Short task.
Quote the whole listing exactly. Leave the pictures out of your copy.

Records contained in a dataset
_ _ _ _ _
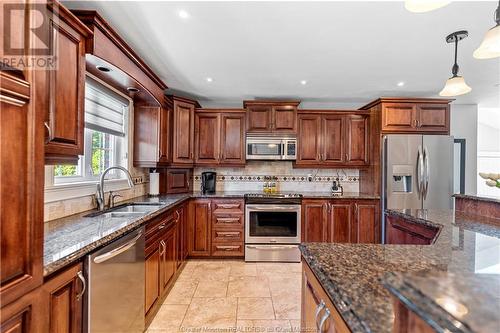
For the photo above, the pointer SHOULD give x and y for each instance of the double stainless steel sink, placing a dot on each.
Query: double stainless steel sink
(133, 209)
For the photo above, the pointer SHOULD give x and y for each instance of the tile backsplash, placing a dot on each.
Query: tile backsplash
(251, 178)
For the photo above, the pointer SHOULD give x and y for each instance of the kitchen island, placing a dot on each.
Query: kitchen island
(356, 277)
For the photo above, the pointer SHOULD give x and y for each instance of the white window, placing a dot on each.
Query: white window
(106, 137)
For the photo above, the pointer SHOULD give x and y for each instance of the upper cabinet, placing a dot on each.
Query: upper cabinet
(420, 115)
(62, 90)
(271, 116)
(332, 139)
(219, 137)
(183, 132)
(152, 136)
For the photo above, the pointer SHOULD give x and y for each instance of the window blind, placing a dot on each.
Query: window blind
(104, 109)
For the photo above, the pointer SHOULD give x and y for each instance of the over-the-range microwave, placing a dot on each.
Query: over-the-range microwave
(271, 148)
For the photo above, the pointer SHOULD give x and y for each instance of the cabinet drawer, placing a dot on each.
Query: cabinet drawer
(224, 235)
(227, 249)
(228, 206)
(227, 221)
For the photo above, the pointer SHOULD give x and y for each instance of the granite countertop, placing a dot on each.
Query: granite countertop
(71, 238)
(354, 275)
(476, 198)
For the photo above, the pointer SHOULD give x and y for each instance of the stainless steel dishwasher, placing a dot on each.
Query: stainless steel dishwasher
(115, 301)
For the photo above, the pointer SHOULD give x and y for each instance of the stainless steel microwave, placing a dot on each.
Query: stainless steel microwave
(271, 148)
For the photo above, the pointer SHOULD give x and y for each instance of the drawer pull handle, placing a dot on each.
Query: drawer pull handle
(228, 233)
(228, 220)
(227, 248)
(228, 206)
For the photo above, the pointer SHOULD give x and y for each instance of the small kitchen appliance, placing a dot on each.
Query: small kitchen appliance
(208, 182)
(272, 227)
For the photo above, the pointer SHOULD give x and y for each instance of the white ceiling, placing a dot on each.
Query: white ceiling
(349, 52)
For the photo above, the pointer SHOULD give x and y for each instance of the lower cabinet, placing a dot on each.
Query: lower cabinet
(165, 253)
(216, 228)
(401, 231)
(318, 314)
(341, 221)
(64, 294)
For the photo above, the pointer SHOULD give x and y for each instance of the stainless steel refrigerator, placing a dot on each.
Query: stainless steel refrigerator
(417, 172)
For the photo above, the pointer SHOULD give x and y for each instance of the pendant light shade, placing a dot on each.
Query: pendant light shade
(423, 6)
(455, 85)
(490, 47)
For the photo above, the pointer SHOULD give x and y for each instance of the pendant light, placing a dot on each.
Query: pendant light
(455, 85)
(490, 47)
(423, 6)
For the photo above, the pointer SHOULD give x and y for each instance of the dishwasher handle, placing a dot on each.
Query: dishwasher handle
(113, 253)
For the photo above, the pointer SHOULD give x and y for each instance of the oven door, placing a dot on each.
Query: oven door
(264, 149)
(269, 224)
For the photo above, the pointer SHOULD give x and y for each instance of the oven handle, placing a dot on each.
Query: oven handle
(281, 247)
(290, 208)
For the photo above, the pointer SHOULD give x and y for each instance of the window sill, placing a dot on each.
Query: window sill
(77, 190)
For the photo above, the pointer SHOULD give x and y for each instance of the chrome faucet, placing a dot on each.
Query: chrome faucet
(100, 186)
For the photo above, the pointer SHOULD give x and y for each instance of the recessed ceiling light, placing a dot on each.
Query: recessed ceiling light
(103, 68)
(183, 14)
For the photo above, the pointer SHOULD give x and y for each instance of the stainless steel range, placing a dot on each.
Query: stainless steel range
(272, 228)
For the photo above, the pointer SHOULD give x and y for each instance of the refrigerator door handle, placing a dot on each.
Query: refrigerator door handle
(419, 171)
(426, 173)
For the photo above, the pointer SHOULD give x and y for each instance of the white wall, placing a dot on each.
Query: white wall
(464, 126)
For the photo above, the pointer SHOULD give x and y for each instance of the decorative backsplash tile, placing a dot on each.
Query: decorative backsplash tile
(251, 177)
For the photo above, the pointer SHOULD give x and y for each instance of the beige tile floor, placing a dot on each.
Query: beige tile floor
(232, 296)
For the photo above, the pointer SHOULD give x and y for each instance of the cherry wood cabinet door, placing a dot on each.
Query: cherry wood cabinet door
(434, 117)
(259, 118)
(27, 314)
(356, 140)
(152, 272)
(233, 138)
(308, 139)
(284, 119)
(21, 195)
(183, 139)
(314, 220)
(65, 298)
(168, 263)
(199, 229)
(340, 222)
(366, 226)
(399, 117)
(65, 87)
(332, 139)
(207, 138)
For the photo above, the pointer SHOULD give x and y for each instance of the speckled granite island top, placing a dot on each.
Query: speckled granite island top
(71, 238)
(353, 274)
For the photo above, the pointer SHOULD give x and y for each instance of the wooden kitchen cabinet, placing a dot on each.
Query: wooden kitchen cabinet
(199, 228)
(271, 116)
(62, 91)
(419, 115)
(332, 139)
(315, 220)
(219, 137)
(21, 195)
(65, 293)
(402, 231)
(341, 221)
(317, 308)
(183, 130)
(152, 136)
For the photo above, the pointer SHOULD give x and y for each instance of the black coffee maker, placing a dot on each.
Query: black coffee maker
(208, 182)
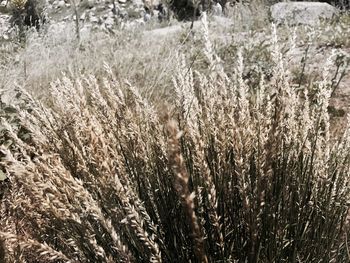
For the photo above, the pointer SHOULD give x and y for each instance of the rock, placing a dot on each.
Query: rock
(217, 9)
(94, 19)
(305, 13)
(109, 22)
(61, 4)
(83, 16)
(138, 3)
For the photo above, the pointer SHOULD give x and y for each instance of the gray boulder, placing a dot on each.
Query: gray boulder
(304, 13)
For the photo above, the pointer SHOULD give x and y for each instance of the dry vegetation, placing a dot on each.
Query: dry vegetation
(234, 162)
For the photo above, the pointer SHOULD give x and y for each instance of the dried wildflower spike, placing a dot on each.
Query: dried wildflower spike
(18, 4)
(181, 185)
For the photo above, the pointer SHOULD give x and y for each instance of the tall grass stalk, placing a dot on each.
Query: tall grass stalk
(222, 172)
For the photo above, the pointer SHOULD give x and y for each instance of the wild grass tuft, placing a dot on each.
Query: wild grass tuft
(227, 170)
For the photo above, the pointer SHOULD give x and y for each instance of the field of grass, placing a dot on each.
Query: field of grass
(215, 145)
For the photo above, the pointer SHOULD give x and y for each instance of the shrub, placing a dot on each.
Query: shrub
(222, 173)
(26, 13)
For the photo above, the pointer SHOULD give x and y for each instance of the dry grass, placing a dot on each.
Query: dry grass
(223, 170)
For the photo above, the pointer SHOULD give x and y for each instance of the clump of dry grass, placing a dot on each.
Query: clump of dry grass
(223, 171)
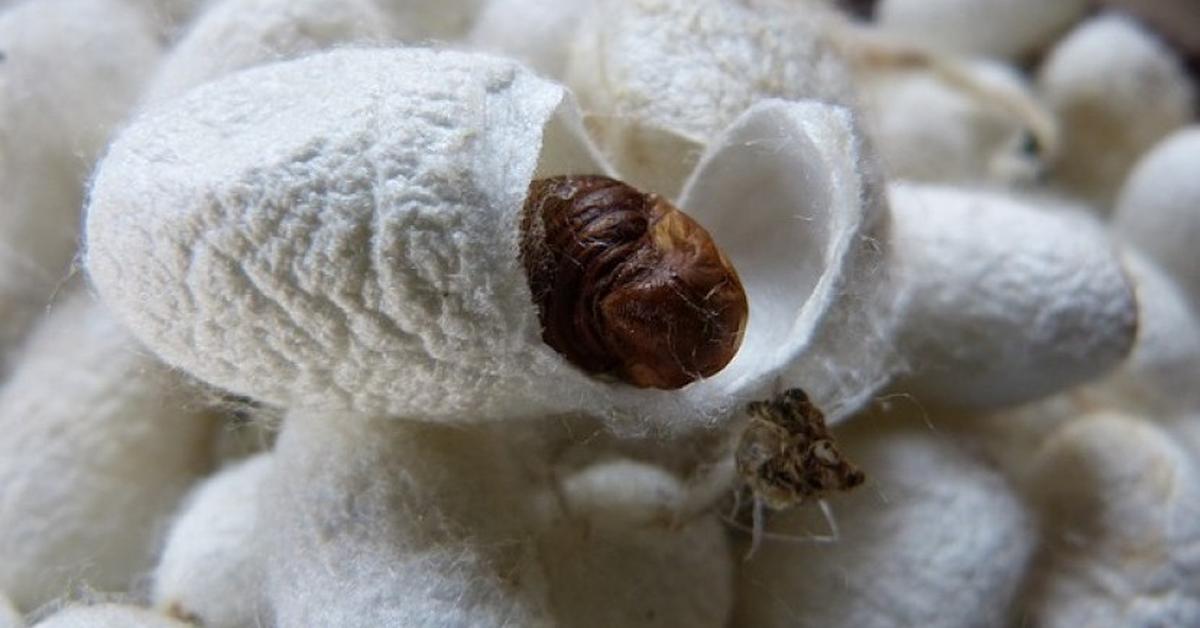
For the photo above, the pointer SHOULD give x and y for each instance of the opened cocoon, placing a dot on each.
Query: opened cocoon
_ _ _ _ _
Worked answer.
For the photo above, the pointer SHOULD give x and y for each instance of the double stainless steel sink, placing a dot on each.
Query: double stainless steel sink
(133, 209)
For the photo above, the pointer SHOULD give x and y for each instance of the tile backsplash, placing a dot on each.
Query: tile backsplash
(251, 178)
For the photo above, the pointer SHOULD give x and y for each instance of the kitchen island, placing a dot on each.
Query: kitchen island
(356, 277)
For the photo above, the pointer SHOULD give x and y for each instance of the white window, placing a dot on each.
Query: white window
(106, 137)
For the photo above, the pointer SHOULD give x and y for each instance of the upper cabinet, placing a dot on each.
Query: upper cabinet
(420, 115)
(62, 90)
(271, 116)
(332, 139)
(219, 137)
(183, 132)
(152, 136)
For the photo above, the pointer SHOULD give x and y for each instance of the window blind, placing a dot on each.
Query: window blind
(104, 109)
For the photo above, the pointer SHOULD give x and y for each instance of the over-the-range microwave, placing a dot on each.
Query: over-the-range microwave
(271, 148)
For the photo above, the pointer SHOULD give x and y for each instance of the cabinet drawer, placing a dot on each.
Query: cabinet drawer
(224, 235)
(227, 249)
(228, 206)
(227, 221)
For the photo above, the pointer SHOULD give x and y for each instance of the granite countertop, placing a dot on each.
Query: granite countertop
(71, 238)
(354, 275)
(476, 198)
For the photo above, the pointer SHOULD give x and y for each instance of the stainless steel dishwasher, placing a dot on each.
Query: stainless steel dishwasher
(115, 301)
For the photo above, the pointer SHOULD give x and y for each instance of the stainless steel microwave, placing a dot on each.
Query: stainless steel microwave
(271, 148)
For the photo above, the pointer SHOULD give x and y for each instance of the drawer pull handle, placing a dot on each.
Query: drawer pull handle
(228, 233)
(228, 220)
(227, 248)
(228, 206)
For the photo above, the pointer SHOULD give x and y for each instance of the small kitchen appliance, placing a dot on each.
Query: small kitchen appliance
(208, 182)
(272, 227)
For the photo above, the pointer SHOULD give x and y for each instance of the white ceiling, placing a dot on each.
Query: white ceiling
(349, 52)
For the photo above, the pointer SHOULD give x and y for each instance of the lower cabinet, placing a dot on each.
Query: lower cabinet
(165, 253)
(216, 228)
(401, 231)
(318, 314)
(341, 221)
(64, 294)
For the photo above, the pointer SHOULD give x and y for each instance of the stainless steel refrigerator, placing a dot on each.
Query: stainless steel refrigerator
(417, 172)
For the photo above, the pointer SHOULD give x and y for each instance of the pendant light shade, placing a dot on each.
Query: pendant light shade
(423, 6)
(455, 85)
(490, 47)
For the photo above, the pointer SHOULD give x and y for each instance of the pendant light, placing a dot on each.
Query: pendant light
(455, 85)
(490, 47)
(423, 6)
For the photo above, the pointer SHOULD give x and y for each instance of the dishwasher handle, placing a dot on each.
Query: dishwasher handle
(113, 253)
For the photo above, the pointer SHOULD give x and y for each instance of the oven door, placing a dot on each.
Query: oven door
(264, 149)
(269, 224)
For the photo above, the pointer SHOULD give x and y for each instance of the oven handle, placing a dot on each.
Query: oven handle
(281, 247)
(290, 208)
For the photo above, the pointer SHOULD give x and y for each instance of the window sill, placing a dot on each.
Query: window sill
(77, 190)
For the photo above, the pointer SHOULD give x and y for each instance of the chrome faucet, placing a dot on each.
Query: chrome faucet
(100, 186)
For the photo above, the pointer SHOULD give x and y for each instance of the recessed ceiling light, placing a dot on each.
Query: recessed ceiling light
(103, 68)
(183, 14)
For the photo above, the pointer SHOULD give x and y for each instance of the stainless steel range, placing a dot on each.
Query: stainless steel range
(272, 228)
For the photo above, the pointer SHOULD give x and y for each instance of the refrigerator door handle, placing a dot on each.
Query: refrigerator door handle
(419, 171)
(426, 173)
For the photo above, the pointer SHOULD give x and y for each instance of the white wall, placing a dot on each.
Query: white wall
(464, 126)
For the photo above, the pointer SHOULD give x and y for each instance of the decorative backsplash tile, placing a dot on each.
Query: decorative backsplash tile
(251, 177)
For the photo above, the pointer SHOULD give x and y for each instance of the beige tile floor, placing a dot on each.
Query: beige tile floor
(232, 296)
For the photo above, the pointer SHOULD give x and y for each instance of the cherry wood cabinet door, placing a dot on each.
Query: cherry wood cabinet door
(434, 117)
(259, 118)
(27, 314)
(356, 140)
(152, 272)
(233, 138)
(308, 139)
(284, 119)
(21, 195)
(183, 139)
(314, 220)
(65, 298)
(168, 263)
(199, 229)
(340, 222)
(366, 226)
(399, 117)
(65, 87)
(332, 139)
(207, 138)
For the photo above, the pointer SHOULD give x and y for each instance of the speckled granite island top, placing a dot on each.
Query: speckled granite island top
(71, 238)
(353, 274)
For the photo above, the pointer SHOULD give x and y for each instance of the wooden kitchen cabinet, placing a dot on each.
Query: wooden kitchen cabinet
(199, 228)
(271, 116)
(62, 91)
(419, 115)
(332, 139)
(315, 220)
(219, 137)
(21, 195)
(65, 293)
(402, 231)
(341, 221)
(317, 308)
(183, 130)
(152, 136)
For the photo above, the pointer SHOULD give x and y for each instance of the black coffee maker, placing a dot on each.
Query: black coffee maker
(208, 182)
For the photo above, the pointer SHOULD give x and y for each instance of the rock, placing a dot on each.
Query: rock
(217, 9)
(94, 19)
(305, 13)
(109, 22)
(61, 4)
(83, 16)
(138, 3)
For the photo above, the pointer SHOULD give x and y for each instance of the gray boulder, placing a dot on each.
Query: gray boulder
(304, 13)
For the photo above, the pointer SHOULD give x and y for each instance of the dry vegetation, placing a dot on each.
Query: dry vegetation
(234, 162)
For the photo above, the pointer SHOULD give x and y for each instance of the dried wildflower spike, placing a dot on each.
Query: dried wildflower spike
(18, 4)
(181, 185)
For the photo above, the pointer SHOULD give x and y for each instance of the tall grass stalk, placing a dot on each.
Query: tall grass stalk
(222, 172)
For the photo above, the pointer SHOULD give x and y for each instance of the wild grass tuft, placing a dot on each.
Query: wild grass tuft
(227, 170)
For the photo above, the pointer SHOULD give x and y for each instance of the field of grass, placing a dot on each.
Query: field of grass
(215, 145)
For the photo above, the pointer SHOULD give x and y for each instance of the shrub, placing a dot on each.
Query: shrub
(222, 173)
(26, 13)
For the photo above, the pointer SHOULD give x and y for each instance of the dry grass, placing a dot on each.
Query: dry grass
(223, 170)
For the photo above, the pointer SHOULD give x and y for each instance of the clump of dry grass, placing a dot on each.
Query: clump of dry grass
(223, 171)
For the photo above, the pointer SHOULD give x and y for each instance of the opened cocoon, placing a dot on each.
Query: opened cocoon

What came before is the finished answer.